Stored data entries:
:::

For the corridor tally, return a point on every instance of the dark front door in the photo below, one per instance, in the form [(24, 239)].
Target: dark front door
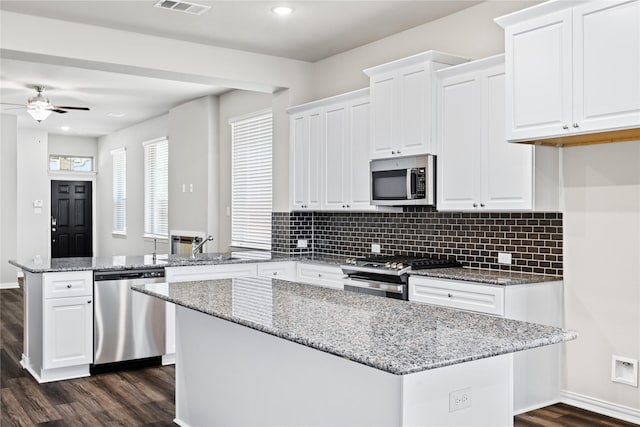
[(71, 228)]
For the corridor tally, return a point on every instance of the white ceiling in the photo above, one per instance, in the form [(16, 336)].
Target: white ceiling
[(316, 30)]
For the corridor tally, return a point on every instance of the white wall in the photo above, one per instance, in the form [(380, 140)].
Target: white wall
[(8, 199), (232, 104), (131, 138), (193, 162), (470, 33), (602, 266), (33, 184)]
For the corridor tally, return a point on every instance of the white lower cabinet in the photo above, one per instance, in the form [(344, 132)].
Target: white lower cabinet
[(278, 270), (536, 371), (321, 275), (68, 332)]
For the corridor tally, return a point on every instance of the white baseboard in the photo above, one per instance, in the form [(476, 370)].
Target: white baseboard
[(600, 406), (9, 285)]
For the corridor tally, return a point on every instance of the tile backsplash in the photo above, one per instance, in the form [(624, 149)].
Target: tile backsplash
[(534, 239)]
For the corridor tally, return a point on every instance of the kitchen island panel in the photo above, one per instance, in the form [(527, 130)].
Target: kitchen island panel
[(231, 375)]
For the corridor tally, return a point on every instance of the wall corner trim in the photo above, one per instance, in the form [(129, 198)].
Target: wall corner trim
[(599, 406)]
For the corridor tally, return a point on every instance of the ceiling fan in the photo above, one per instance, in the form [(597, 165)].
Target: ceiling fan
[(39, 107)]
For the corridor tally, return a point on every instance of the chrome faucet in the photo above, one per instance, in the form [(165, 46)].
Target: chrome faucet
[(195, 247)]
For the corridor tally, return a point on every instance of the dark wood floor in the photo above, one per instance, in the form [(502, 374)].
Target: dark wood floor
[(143, 397)]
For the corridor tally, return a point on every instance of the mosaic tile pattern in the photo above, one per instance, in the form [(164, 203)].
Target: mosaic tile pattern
[(473, 238)]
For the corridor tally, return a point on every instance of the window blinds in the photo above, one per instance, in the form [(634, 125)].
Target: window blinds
[(156, 188), (119, 158), (251, 181)]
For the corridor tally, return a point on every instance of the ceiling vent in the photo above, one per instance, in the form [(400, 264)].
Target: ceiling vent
[(182, 6)]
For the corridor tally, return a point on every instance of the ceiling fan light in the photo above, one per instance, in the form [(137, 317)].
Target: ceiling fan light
[(38, 114)]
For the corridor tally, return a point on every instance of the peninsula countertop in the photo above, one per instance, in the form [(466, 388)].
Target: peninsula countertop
[(398, 337)]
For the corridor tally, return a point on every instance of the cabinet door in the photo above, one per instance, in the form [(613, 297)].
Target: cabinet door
[(358, 167), (299, 163), (458, 143), (606, 65), (506, 168), (314, 161), (383, 114), (335, 158), (414, 112), (538, 82), (68, 332)]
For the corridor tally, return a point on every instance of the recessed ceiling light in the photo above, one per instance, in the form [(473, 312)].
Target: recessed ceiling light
[(282, 10)]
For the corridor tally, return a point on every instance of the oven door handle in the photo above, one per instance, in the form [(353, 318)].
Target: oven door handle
[(372, 284)]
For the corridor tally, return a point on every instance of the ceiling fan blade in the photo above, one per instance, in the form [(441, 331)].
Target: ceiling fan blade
[(71, 108)]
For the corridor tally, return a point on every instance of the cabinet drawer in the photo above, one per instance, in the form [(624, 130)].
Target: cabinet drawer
[(456, 294), (67, 284), (323, 275), (209, 272), (278, 270)]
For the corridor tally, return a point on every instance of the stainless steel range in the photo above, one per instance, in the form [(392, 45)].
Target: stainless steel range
[(387, 276)]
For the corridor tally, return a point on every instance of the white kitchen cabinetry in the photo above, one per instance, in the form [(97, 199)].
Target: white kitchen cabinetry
[(306, 157), (338, 130), (477, 168), (537, 371), (58, 339), (403, 104), (278, 270), (320, 274), (572, 70)]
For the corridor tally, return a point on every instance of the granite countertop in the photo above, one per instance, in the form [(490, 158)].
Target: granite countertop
[(492, 277), (398, 337), (48, 265)]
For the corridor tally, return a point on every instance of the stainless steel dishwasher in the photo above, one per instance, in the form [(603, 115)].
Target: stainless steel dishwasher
[(129, 327)]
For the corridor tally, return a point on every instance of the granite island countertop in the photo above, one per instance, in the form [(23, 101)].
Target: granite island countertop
[(398, 337)]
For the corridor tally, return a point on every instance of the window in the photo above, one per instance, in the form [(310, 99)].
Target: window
[(70, 163), (156, 188), (251, 181), (119, 158)]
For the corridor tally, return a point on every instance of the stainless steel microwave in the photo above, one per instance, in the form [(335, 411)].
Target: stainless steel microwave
[(403, 181)]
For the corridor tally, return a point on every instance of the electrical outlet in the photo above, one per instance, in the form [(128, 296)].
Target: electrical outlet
[(459, 399), (504, 258)]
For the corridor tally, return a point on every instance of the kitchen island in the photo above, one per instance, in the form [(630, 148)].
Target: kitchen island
[(256, 351)]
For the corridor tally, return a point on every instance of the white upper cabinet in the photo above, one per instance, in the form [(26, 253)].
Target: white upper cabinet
[(330, 153), (306, 137), (477, 168), (402, 104), (572, 70)]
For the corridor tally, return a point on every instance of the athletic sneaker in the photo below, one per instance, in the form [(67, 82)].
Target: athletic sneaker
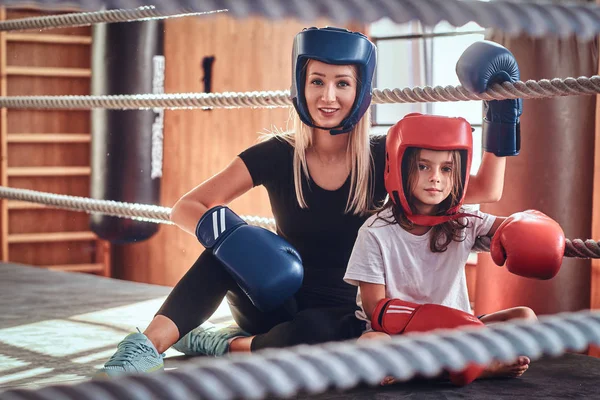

:::

*Instructions for the task*
Repeat word for word the lines beginning at the one with "Target: granite island countertop" and ending at the final line of the records above, both included, and no others. Leave the pictures out.

*Answer section*
Target: granite island countertop
[(398, 337)]
For the corridor tally, return a point on every instance of the window in the photo above, one per instance, in the form [(310, 99)].
Target: window
[(70, 163), (156, 188), (251, 181), (119, 158)]
For the corridor tally, return a point on every instance of the stainless steel microwave in the photo above, one per instance, in the form [(335, 411)].
Target: stainless steel microwave
[(403, 181)]
For the corridor tally, return a point on every instance of the electrical outlet in the photo above, one per instance, in the form [(128, 296)].
Target: electrical outlet
[(459, 399), (504, 258)]
For the corridor tally, return a point on every instance of the kitchen island in the photo above, one per instance, in the form [(630, 148)].
Target: kitchen island
[(256, 351)]
For the corridor tally, return a point on every instance of the white upper cabinet in the photo above, one per instance, in the form [(26, 253)].
Target: white upper cabinet
[(330, 153), (306, 137), (477, 168), (402, 104), (572, 70)]
For the corridor tally, return a point on every instance of the athletic sneaker in the photo below, one per instance, in the form [(67, 82)].
Target: athletic sneaker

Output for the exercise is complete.